Muyembe, Kigali Rwanda Visit 2021
Muyembe, Kigali Rwanda Visit 2021

ReSpace investigates how concepts of space/place, through arts-based participatory methods, can engage the ‘post-memory’ generation (Hirsch, 2008) in Rwanda and Kosovo to reimagine specific sites of memory and significance.

With partners from University of Rwanda, African Digital Media Academy, University of Prishtina, and AniBar, Bournemouth University worked on devising a project that saw collaboration with young people to explore a range of artistic methods in young people’s surroundings – these methods draw from anthropology, architecture and the arts, including animation and immersive technologies.

The project consisted of visiting places that were identified sites of interest in order to consider how a place bears witness to often-silenced, everyday histories of, for example, civic resistance and societal cohesion, before or after war and violence. By adopting the architectural concept of the ‘site survey’, young people used different methods to explore these spaces and reimagine them. The methods were connected to the project themes: Virtual Spaces, Past/Present Spaces, Designed Spaces, Reclaiming Future Spaces.
=-=-=
Please extend the ReSpace project passage, picking up after its last sentence. The data has no connection to the text on the ReSpace project.
=-=-=
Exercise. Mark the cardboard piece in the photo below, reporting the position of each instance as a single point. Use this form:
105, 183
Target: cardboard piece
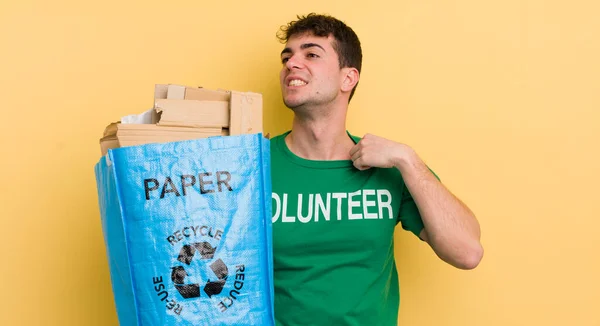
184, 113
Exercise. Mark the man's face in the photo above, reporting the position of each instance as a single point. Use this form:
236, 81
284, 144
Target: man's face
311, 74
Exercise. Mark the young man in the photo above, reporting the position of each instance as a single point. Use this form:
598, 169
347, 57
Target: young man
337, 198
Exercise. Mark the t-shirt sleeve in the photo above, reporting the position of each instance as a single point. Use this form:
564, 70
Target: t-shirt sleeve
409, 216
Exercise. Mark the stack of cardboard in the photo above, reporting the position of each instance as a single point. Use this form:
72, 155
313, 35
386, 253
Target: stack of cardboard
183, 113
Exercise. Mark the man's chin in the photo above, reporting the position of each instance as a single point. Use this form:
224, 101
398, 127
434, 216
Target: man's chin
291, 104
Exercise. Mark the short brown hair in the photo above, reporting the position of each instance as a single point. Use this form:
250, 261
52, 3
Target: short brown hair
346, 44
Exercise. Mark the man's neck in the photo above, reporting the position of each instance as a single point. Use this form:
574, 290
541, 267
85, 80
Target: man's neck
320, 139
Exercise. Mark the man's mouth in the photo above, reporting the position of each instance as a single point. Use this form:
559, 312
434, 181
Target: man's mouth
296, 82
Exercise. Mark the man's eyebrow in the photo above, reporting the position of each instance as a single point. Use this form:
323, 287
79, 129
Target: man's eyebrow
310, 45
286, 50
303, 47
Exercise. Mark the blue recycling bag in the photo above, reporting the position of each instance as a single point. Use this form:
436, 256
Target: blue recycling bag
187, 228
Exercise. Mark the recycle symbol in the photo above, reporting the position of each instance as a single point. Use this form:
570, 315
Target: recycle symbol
=-=-=
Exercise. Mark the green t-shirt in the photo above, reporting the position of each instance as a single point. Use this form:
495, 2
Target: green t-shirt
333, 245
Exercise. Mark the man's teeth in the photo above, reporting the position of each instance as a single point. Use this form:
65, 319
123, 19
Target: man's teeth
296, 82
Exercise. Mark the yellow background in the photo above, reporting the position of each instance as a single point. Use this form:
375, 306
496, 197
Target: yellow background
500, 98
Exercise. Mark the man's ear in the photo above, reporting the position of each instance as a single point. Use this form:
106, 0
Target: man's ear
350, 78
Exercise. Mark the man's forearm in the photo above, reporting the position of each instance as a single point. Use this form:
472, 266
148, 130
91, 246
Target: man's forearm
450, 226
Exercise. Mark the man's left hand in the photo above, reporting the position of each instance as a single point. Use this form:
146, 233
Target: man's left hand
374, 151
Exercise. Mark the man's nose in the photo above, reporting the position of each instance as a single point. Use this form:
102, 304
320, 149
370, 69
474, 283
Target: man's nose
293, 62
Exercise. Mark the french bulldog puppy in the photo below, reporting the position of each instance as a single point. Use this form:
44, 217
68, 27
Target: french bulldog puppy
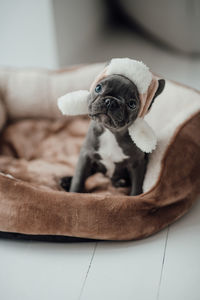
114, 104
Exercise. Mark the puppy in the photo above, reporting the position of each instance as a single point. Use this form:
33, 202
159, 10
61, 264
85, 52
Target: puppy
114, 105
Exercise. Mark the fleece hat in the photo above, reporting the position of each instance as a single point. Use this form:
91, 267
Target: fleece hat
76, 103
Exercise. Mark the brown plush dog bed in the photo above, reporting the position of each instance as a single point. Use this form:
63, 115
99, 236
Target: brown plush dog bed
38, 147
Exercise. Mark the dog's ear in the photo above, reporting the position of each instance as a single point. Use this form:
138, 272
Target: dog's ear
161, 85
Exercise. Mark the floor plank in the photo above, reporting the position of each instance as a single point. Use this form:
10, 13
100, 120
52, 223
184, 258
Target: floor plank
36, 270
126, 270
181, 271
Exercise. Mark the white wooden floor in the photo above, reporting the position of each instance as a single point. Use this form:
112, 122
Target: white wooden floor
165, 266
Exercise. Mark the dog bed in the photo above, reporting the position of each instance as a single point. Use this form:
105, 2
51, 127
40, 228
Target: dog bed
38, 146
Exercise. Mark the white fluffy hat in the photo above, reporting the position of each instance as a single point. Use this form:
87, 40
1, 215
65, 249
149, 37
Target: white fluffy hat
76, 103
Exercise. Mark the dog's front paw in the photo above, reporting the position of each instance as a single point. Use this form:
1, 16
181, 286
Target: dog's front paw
=-=-=
_REPLY TO THE EXERCISE_.
In Rwanda, the site visits took place in the wetlands of Kigali; the Gisimba Memorial Centre, La Colombiere School, and the local area of Mu Myembe were visited. During these visits young people took photos, 360 videos, sketches, interviewed locals, and made animations. These informed a collaboration with animation students in the UK to create a 3D interactive experience of these sites – seen as a means to engage in a reimagining of these places. The project combines immersive technologies with causal, factual (evidential, not selective) and affective approaches to history in contrast to essentializing stories of war horrors and victimisation.

In Kosovo, young people and artists visited the house school of Hertica and the Dodona theatre space to reflect upon the past as stories emerging from these places. Working alongside sound and visual artists, they considered ways of capturing and retelling the significance of these places and ways of looking at space. These served as interactive and exploratory civic educational means for youth to further an understanding of the histories of place.

ReSpace looks to the participatory engagement of young people in both artistic creative practice and research working in tandem. The project intends to impact upon educational content and methods in these countries and beyond.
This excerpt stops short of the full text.